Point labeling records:
:::

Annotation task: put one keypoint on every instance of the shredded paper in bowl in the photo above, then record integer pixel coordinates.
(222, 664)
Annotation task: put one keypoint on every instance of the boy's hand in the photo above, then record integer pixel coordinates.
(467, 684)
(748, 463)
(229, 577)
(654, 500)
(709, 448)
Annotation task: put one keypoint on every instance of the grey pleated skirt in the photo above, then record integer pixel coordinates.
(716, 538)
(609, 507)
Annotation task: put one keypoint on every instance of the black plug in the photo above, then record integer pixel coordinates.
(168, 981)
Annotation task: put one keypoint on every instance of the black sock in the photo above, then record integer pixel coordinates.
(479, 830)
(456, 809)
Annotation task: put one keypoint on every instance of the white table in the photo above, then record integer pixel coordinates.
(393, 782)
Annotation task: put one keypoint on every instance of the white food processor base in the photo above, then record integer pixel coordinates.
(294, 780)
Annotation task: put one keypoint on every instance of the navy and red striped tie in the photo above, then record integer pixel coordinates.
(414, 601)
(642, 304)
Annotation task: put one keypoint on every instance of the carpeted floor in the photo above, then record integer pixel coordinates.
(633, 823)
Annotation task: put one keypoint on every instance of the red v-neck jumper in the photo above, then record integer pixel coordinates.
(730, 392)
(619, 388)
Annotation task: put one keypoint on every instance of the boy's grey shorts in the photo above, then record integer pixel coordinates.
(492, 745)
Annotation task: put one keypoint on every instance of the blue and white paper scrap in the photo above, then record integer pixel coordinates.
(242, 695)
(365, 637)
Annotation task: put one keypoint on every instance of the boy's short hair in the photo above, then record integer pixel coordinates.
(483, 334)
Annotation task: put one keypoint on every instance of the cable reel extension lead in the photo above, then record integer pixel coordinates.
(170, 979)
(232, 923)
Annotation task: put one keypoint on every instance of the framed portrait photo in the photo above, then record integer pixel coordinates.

:::

Exercise: Reproduce, character for character, the lines of the records from the one containing "Annotation task: put one keypoint on every instance of the cable" through the end of the records, with both ends included.

Result below:
Annotation task: put one keypoint on every instance of the cable reel extension lead in the photo above, then record integer pixel coordinates.
(170, 979)
(232, 923)
Annotation task: put one keypoint on every instance of the framed portrait photo in the photo above, then record integer pixel coordinates.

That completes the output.